*** RECORDS SUPPLIED Section Begins ***

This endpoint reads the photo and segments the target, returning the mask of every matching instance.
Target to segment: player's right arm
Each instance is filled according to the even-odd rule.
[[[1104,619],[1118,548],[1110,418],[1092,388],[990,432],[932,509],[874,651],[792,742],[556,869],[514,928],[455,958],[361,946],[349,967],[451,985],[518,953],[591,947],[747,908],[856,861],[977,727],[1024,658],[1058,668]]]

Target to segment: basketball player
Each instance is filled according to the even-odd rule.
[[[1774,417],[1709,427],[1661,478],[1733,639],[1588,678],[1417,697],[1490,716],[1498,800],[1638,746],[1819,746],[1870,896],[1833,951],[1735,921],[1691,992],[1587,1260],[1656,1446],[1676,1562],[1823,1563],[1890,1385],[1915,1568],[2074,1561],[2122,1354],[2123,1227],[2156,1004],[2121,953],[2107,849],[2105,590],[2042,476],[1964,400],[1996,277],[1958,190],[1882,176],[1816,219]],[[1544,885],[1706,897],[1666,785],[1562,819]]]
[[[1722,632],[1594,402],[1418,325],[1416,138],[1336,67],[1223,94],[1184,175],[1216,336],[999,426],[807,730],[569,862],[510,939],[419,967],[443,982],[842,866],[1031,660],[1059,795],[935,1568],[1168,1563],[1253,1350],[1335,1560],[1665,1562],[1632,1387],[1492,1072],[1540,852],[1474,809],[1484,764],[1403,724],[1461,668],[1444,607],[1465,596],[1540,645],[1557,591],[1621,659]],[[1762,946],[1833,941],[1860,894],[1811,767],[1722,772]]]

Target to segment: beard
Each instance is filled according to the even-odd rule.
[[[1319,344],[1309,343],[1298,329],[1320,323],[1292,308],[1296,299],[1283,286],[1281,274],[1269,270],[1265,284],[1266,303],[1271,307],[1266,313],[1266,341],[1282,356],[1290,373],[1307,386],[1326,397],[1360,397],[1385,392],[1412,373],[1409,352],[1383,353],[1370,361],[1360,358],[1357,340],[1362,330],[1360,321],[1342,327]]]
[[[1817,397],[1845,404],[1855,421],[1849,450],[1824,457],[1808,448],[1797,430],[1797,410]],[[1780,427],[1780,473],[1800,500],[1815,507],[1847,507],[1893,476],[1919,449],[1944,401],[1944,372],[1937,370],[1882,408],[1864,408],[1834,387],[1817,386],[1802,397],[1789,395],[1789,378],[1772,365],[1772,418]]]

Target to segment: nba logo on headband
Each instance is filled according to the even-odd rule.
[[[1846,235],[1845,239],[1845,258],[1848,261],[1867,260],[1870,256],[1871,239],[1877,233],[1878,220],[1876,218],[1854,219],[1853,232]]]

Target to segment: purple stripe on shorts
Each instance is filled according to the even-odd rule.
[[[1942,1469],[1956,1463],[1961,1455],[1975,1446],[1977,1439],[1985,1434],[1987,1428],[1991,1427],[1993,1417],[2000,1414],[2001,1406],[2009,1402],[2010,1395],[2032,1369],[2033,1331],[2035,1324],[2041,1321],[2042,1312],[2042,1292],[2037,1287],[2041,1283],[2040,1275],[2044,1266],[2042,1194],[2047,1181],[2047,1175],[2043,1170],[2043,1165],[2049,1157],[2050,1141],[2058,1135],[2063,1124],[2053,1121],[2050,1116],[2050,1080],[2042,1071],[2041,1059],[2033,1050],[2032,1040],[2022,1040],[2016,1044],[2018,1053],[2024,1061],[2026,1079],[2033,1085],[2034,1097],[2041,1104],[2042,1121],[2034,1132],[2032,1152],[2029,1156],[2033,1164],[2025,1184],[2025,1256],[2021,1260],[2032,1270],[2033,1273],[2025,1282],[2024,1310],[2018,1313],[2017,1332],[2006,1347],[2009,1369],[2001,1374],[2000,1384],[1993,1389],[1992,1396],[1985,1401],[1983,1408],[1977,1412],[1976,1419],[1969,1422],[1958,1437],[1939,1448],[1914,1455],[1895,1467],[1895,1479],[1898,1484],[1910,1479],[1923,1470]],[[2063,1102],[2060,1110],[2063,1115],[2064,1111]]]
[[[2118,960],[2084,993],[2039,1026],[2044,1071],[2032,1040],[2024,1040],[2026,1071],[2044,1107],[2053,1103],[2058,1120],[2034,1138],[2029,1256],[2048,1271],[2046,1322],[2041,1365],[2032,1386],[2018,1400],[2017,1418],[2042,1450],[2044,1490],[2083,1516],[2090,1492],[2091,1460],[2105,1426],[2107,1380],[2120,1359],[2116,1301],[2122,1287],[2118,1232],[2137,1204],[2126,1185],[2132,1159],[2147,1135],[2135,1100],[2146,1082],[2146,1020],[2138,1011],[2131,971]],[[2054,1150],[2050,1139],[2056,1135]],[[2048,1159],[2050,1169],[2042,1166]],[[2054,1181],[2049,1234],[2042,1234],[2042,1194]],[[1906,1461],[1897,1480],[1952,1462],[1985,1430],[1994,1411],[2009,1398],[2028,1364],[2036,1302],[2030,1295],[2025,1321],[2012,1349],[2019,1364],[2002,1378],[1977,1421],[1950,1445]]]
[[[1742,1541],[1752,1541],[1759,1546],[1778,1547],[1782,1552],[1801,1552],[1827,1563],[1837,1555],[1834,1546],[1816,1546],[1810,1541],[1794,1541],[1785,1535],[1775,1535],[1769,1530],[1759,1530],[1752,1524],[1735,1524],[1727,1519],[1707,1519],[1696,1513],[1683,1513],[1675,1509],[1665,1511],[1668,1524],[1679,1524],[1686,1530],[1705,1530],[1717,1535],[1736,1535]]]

*** RECORDS SUPPLIED Section Ends ***

* **ACTIVITY**: Where the line holding "Target to segment: player's right arm" appears in the listing above, start reproducing exactly, and end with the line holding "Target to segment: basketball player".

* **SOLUTION TO THE PROBLEM**:
Target to segment: player's right arm
Each instance is filled according to the even-odd rule.
[[[1104,619],[1118,548],[1110,418],[1092,388],[990,432],[932,509],[874,651],[792,742],[556,869],[514,928],[455,958],[361,946],[349,967],[451,985],[518,953],[591,947],[747,908],[856,861],[977,727],[1024,658],[1058,668]]]

Target to segment: basketball player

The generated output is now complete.